# WHAT IS BEING ASKED
This task calls for every entry below to be repeated exactly.
═════ DATA FOR ANALYSIS
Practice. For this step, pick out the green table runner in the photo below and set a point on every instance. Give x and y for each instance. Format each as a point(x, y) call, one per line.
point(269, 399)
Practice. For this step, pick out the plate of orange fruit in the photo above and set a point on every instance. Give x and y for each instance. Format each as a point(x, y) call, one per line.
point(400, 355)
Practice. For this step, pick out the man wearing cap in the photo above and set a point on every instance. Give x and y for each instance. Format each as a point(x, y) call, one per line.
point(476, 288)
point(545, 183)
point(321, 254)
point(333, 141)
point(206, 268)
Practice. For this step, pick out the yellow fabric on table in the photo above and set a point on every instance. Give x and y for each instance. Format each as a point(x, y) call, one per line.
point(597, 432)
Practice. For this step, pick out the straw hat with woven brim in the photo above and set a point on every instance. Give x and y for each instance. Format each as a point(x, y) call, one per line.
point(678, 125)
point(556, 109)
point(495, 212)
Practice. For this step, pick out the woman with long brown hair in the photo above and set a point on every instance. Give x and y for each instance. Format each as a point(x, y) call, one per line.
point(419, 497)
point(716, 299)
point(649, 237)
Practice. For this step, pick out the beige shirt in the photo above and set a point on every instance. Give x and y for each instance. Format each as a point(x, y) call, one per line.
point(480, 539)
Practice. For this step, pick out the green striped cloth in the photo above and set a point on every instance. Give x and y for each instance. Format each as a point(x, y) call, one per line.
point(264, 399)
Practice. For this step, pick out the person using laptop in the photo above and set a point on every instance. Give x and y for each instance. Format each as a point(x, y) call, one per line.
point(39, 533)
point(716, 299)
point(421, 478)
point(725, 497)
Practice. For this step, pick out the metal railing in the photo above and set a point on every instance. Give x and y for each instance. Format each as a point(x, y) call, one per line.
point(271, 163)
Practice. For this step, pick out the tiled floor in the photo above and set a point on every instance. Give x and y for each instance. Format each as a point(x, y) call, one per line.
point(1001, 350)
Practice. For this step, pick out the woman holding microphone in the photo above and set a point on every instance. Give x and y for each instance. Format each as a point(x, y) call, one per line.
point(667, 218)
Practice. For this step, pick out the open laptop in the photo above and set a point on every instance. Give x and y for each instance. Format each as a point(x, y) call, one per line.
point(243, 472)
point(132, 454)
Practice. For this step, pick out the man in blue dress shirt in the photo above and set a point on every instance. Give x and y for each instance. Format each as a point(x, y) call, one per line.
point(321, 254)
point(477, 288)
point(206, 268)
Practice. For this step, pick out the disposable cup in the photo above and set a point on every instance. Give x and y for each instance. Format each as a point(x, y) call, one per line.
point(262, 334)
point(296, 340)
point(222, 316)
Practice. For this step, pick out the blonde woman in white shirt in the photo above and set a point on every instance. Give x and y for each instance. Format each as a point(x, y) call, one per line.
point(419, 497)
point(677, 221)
══════════
# ANSWER SECTION
Practice. For this step, pick out the green table runner in the photo below and set a point on every instance. Give x and y for each instance. Format each as a point(x, y) call, one per line.
point(269, 399)
Practice. For this step, pick out the plate of orange fruit in the photo above and set a point on every instance. Give x and y for each instance. Format each as a point(x, y) call, one per line.
point(400, 355)
Practice. For this step, pick out the man wearing cap in the photo above and set a point on every instance. Give x and y for each instance. Format each as a point(x, y) call, one per line.
point(476, 288)
point(545, 183)
point(321, 254)
point(333, 141)
point(206, 268)
Practice. For this step, pick out the yellow fabric on table in the photo above and set a point on every instance. Give x and y for each instance. Format each as a point(x, y) call, one per line.
point(597, 432)
Practice. For this step, pick out the straw hat with woven brim in the photo above and set a point on every instance. Give x and y for each instance. Format each as a point(x, y) call, one per line.
point(678, 125)
point(556, 109)
point(495, 212)
Practice. For this step, pick out the woman with long brown hair in the photo above and set a point on every instance. Give x and y for each instance. Format each as a point(x, y) call, one per line.
point(419, 497)
point(716, 299)
point(649, 237)
Practice. For this step, pick out the beige shirt in the photo above and set a point on every instance. Give x and y for each instance. Format each as a point(x, y) call, one per line.
point(480, 539)
Practice. For this step, pick out the green striped cloth in the photo above and set a point on every instance. Give x and y for each instance. Format each as a point(x, y) call, one per line.
point(264, 399)
Practice. For this step, pick out the person using laptop in the photo above and set a point on every instance. Give x and y for each instance. Format each as a point(x, y) call, one per line.
point(39, 533)
point(716, 299)
point(421, 478)
point(725, 497)
Practice. For this step, pick out the metal railing in the photo above and set a point on every instance. Give x and y for each instance. Format each as a point(x, y) call, one per line.
point(271, 163)
Practice. For this step, pick out the tiled floor in the photo above and set a point on every instance. Give x and y for each instance. Format each as a point(x, y) call, one per line.
point(1001, 350)
Practice. For this step, pick out the woman holding microphone in the photo above and set a point on every instance. Give x and y for each instance. Format each as a point(x, y) call, one per line.
point(667, 218)
Practice. For this step, pick out the open laptop in the photo above and set a point on every instance. Give x and y for each instance. Format each as a point(x, y) call, one per line.
point(243, 472)
point(132, 454)
Practice. For this step, pick out the man in blue dress shirt in the photo above and set a point on every instance. Give x and y for each instance. Format each as a point(x, y) call, one per line.
point(321, 254)
point(477, 288)
point(206, 268)
Practice. For this step, pick out the disposable cup in the photo above and set a point on every instance. Give x and y for each instance. Format each as a point(x, y) call, one per line.
point(262, 334)
point(296, 340)
point(222, 316)
Practice. For this step, pick out the blonde woman in white shirt in the photo above and set a point on every instance. Give x and y for each instance. Format each as a point(x, y) call, one per line.
point(419, 497)
point(677, 221)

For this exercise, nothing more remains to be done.